::: Page :::

That's why Jefferson Davis used the Bible
to defend slavery during the Civil War,
because it was NOT anti slavery.

There is no more real or important questions than the ones I gave.

Your questions are right up there with:
What's my favorite color? Will I be happy
in an inter racial marriage? Should I have
3 kids or 4? Should I quit my job and find
a better one? What should my major be
in college? My aunt died, where is she
now? Your questions and these questions
don't have answers that aren't opinions.
There is no universal right answer to
any of them.

I say there is no god, but I can't prove it.
Will I live forever, I sincerely doubt it given
that nobody does. Does my life have
meaning? Who knows, it changes all the
time. What is love? I love my dog, I love
Dijon mustard, I love Netflix, I love hash
browns, on and on. What is beauty? Gee,
nobody has an opinion on that, it's a real
stumper.

See?
If you take a risk, you may lose. If you never take a risk, you will always lose.

::: Given records :::

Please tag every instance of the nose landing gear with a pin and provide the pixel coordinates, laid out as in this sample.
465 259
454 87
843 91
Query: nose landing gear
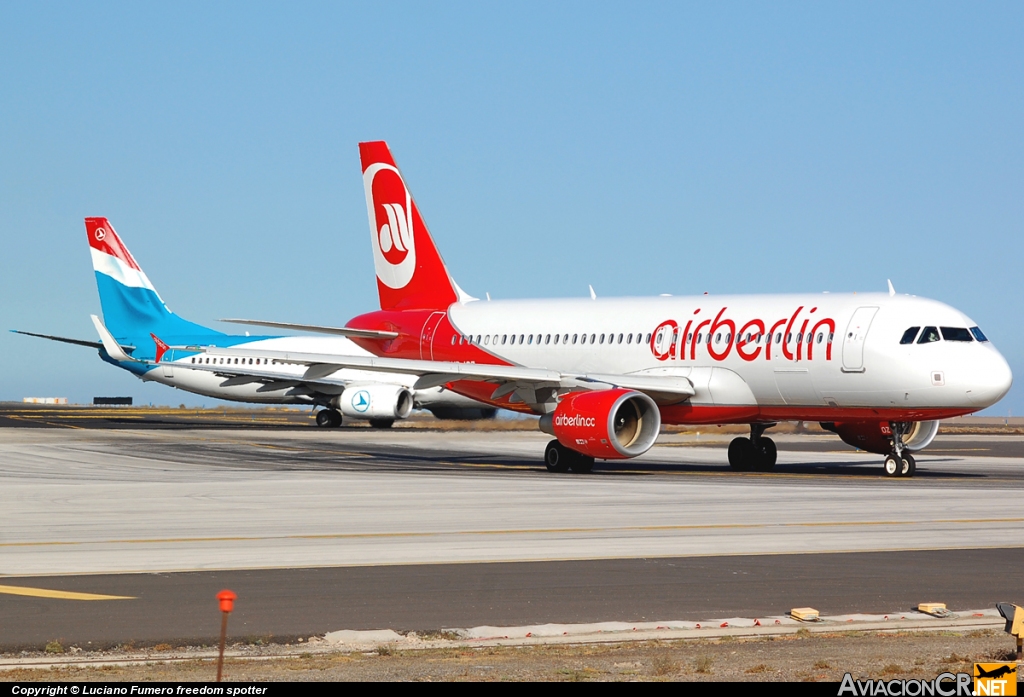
557 458
757 453
328 419
899 463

:::

Work instructions:
a – In the passage, what did Jefferson Davis use the Bible to do?
b – Set down the passage word for word from "There is no more" up to and including "that aren't opinions.".
The listing is separate material, apart from the passage.

Solutions in order:
a – He used it to defend slavery during the Civil War.

b –
There is no more real or important questions than the ones I gave.

Your questions are right up there with:
What's my favorite color? Will I be happy
in an inter racial marriage? Should I have
3 kids or 4? Should I quit my job and find
a better one? What should my major be
in college? My aunt died, where is she
now? Your questions and these questions
don't have answers that aren't opinions.